Indian astrophysicist

Alak Ray is an Indian astronomer and high-energy astrophysicist, who works on neutron stars, supernovae and GRBs.

==Education==
Alak Ray received his B.Sc. degree from Calcutta University in 1970. He earned his Ph.D. (1979) at the Columbia University, under the supervision of Malvin Ruderman.

==Career==
During 1979–1981, Ray worked at University of California, Irvine as a postdoctoral research associate.
In 1981 he moved back to India to join the Tata Institute of Fundamental Research, where he served as reader, associate professor and then professor. Between the years of 1996 and 1998, he took a sabbatical as senior research associate at NASA's Goddard Space Flight Center.

With Brian Cameron and Poonam Chandra in 2004, Ray discovered the first radio counterpart of a Soft gamma repeater, SGR 1806−20.

Along with Alicia Soderberg and Sayan Chakraborti in 2009, Ray discovered the first relativistic outflow from a Supernova without a detected Gamma-ray burst.

In collaboration with Sayan Chakraborti, Naveen Yadav, and Carolin Cardamone in 2012, Ray discovered the presence of strong magnetic fields in Green Pea Galaxies.

At the Tata Institute of Fundamental Research Ray supervised the doctoral research of many researchers, including Nandivada Rathnasree who was elected the Director of the Nehru Planetarium, and Sayan Chakraborti who was elected Junior Fellow of the Harvard Society of Fellows.

==Honors==
Ray was awarded a Fulbright Fellowship in 2014. He was elected to the International Astronomical Union in 1985.

▶ Supplied information
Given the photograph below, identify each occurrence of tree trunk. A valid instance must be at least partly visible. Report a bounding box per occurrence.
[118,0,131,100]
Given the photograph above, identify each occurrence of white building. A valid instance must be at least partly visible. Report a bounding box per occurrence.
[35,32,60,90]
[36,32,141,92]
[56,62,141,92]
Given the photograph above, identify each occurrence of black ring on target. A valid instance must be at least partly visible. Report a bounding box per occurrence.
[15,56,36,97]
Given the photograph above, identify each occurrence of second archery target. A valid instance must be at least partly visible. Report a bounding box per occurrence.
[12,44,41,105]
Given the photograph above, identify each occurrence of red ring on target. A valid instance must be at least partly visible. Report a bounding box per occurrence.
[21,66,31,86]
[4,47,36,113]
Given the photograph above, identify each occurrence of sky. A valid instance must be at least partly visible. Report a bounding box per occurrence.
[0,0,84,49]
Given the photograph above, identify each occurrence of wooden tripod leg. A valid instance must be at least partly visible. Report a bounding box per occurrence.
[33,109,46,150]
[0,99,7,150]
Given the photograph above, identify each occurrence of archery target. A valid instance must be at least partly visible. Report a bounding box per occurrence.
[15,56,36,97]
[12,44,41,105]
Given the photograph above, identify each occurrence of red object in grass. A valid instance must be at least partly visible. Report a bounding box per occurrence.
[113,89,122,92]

▶ Work item
Can you reproduce the Alak Ray biography word for word, starting at "With Brian Cameron" and stopping after "Green Pea Galaxies."? Work only from the Alak Ray biography.

▶ Exercise answer
With Brian Cameron and Poonam Chandra in 2004, Ray discovered the first radio counterpart of a Soft gamma repeater, SGR 1806−20.

Along with Alicia Soderberg and Sayan Chakraborti in 2009, Ray discovered the first relativistic outflow from a Supernova without a detected Gamma-ray burst.

In collaboration with Sayan Chakraborti, Naveen Yadav, and Carolin Cardamone in 2012, Ray discovered the presence of strong magnetic fields in Green Pea Galaxies.